Apa Kabar RUU Sampah?

Sumber:Suara Pembaruan - 13 April 2005
Kategori:Sampah Jakarta
SAMPAH sudah menjadi ancaman yang sangat potensial bagi masyarakat. Lihat saja bencana ledakan di tempat pembuangan akhir (TPA) sampah di Leuwigajah, Cimahi, Jawa Barat, yang menelan korban ratusan orang. Simak pula konflik masyarakat di sekitar lokasi tempat pengolahan sampah terpadu (TPST) Bojong, Bogor, Jawa Barat.

Masalah sampah sudah bukan lagi sekadar masalah kebersihan dan lingkungan saja, tetapi sudah menjadi masalah sosial yang mampu menimbulkan konflik. Lebih parah lagi, semua kota di Indonesia, baik kota besar atau kota kecil, tidak memiliki penanganan sampah yang baik.

Hampir semua kota di Indonesia memiliki manajemen sampah yang sama, kumpul-angkut-buang. Sebuah pengaturan klasik yang akhirnya menjadi praktik pembuangan secara terbuka di lokasi yang sudah ditentukan (open dumping).

Praktik itu memiliki kelemahan dan berakibat fatal terhadap lingkungan atau manusia di sekitar lokasi pembuangan, seperti yang terjadi di Leuwigajah. Belum lagi praktik itu membutuhkan lahan yang luas, padahal penyediaan lahan menjadi kendala utama dalam penanganan sampah, seperti yang terjadi di TPST Bojong, Bogor.

· · · ·

**Tugas Tertulis**
(a) Tentukan apakah setiap pernyataan berikut sesuai dengan kutipan teks, lalu jawab ya atau tidak disertai kata-kata penentu dari teks yang dikutip persis:
(i) Ledakan di TPA Leuwigajah menelan korban ratusan orang.
(ii) Sebagian kota besar di Indonesia sudah memiliki penanganan sampah yang baik.
(iii) Praktik pembuangan secara terbuka hanya membutuhkan lahan yang sempit.
(b) Jawablah pertanyaan berikut berdasarkan kutipan teks:
(i) Di mana letak TPST Bojong?
(ii) Manajemen sampah apa yang dimiliki hampir semua kota di Indonesia?
(iii) Apa yang menjadi kendala utama dalam penanganan sampah?
Gunakan hanya kutipan teks di atas sebagai sumber jawaban.

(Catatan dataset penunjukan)
· · · ·

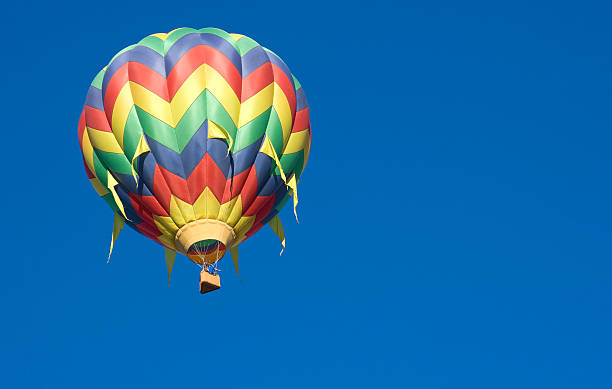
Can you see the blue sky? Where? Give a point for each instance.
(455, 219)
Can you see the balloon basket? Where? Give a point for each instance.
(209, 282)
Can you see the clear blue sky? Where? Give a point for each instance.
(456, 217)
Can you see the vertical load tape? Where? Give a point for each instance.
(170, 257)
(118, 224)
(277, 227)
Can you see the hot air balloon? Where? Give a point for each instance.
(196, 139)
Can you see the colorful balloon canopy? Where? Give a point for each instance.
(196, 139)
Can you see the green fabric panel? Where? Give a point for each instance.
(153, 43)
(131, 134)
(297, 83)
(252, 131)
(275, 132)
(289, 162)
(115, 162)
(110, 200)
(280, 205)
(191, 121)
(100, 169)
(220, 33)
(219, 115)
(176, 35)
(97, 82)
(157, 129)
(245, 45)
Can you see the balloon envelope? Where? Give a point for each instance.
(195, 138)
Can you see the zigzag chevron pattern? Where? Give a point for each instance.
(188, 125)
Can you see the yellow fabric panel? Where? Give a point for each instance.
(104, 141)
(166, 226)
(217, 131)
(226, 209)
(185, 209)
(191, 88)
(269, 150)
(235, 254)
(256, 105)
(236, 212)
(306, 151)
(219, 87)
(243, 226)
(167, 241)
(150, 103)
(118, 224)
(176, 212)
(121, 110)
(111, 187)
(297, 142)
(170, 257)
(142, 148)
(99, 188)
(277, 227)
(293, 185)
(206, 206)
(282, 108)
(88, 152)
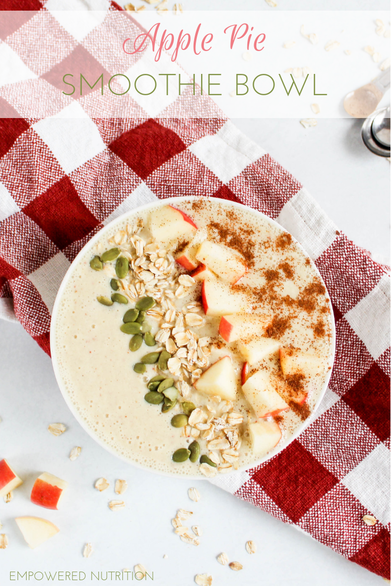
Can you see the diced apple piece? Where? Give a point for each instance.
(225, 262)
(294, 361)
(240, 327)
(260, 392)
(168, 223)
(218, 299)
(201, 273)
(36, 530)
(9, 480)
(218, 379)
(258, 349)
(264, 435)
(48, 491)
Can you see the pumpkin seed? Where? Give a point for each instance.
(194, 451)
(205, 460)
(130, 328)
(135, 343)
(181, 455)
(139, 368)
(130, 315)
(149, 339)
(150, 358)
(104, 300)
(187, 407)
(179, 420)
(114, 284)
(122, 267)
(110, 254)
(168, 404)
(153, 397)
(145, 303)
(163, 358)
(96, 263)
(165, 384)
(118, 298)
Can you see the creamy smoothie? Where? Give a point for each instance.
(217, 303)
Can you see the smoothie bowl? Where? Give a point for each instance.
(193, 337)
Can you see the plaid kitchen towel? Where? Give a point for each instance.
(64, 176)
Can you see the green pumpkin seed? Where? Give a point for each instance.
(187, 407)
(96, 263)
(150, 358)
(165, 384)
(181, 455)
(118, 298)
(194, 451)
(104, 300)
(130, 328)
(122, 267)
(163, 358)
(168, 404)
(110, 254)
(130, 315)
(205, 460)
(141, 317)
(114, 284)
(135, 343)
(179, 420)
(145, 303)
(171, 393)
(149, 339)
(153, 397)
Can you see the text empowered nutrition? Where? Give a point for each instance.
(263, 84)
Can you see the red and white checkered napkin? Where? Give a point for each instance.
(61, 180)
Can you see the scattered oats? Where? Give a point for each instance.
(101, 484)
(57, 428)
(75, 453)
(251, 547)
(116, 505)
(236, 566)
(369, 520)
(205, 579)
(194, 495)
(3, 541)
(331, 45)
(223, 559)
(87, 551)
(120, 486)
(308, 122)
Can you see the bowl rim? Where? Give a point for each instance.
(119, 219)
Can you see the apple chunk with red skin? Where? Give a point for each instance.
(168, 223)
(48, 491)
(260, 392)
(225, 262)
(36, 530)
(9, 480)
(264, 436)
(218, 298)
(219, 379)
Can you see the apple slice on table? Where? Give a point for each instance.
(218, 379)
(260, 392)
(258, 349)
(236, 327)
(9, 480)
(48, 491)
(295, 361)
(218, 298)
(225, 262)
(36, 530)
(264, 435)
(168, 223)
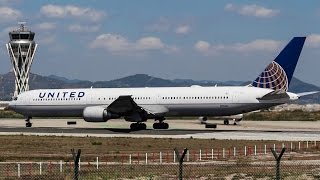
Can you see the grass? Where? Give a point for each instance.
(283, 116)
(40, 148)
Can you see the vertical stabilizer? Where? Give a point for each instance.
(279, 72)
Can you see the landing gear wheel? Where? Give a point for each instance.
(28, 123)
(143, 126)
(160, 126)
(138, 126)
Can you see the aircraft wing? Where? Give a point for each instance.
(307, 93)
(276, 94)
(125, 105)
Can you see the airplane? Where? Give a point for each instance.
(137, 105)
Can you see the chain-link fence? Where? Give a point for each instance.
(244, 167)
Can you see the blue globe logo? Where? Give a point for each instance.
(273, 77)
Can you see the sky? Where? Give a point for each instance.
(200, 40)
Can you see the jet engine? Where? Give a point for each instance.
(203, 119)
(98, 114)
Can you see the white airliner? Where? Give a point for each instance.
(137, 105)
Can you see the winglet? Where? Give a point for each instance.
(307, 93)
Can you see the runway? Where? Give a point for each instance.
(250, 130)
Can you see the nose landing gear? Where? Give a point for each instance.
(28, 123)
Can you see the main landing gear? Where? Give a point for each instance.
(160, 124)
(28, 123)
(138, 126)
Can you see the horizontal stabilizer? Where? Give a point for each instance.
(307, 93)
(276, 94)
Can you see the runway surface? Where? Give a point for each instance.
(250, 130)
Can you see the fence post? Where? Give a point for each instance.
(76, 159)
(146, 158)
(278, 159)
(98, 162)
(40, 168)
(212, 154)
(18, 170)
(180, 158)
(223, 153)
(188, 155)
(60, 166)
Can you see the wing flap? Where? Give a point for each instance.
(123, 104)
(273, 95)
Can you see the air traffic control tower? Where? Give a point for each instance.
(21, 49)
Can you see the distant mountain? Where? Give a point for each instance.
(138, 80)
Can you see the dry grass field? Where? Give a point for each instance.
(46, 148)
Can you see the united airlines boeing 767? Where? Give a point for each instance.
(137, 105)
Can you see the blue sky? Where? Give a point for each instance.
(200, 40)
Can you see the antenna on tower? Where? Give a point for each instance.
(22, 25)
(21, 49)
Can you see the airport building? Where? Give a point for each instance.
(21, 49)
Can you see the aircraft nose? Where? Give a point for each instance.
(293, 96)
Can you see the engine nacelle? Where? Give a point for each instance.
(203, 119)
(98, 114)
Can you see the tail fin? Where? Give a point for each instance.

· · · ·

**Hasil Tugas**
(a)
(i) Ya: "yang menelan korban ratusan orang"
(ii) Tidak: "semua kota di Indonesia, baik kota besar atau kota kecil, tidak memiliki penanganan sampah yang baik"
(iii) Tidak: "praktik itu membutuhkan lahan yang luas"

(b)
(i) Di Bogor, Jawa Barat.
(ii) Kumpul-angkut-buang.
(iii) Penyediaan lahan.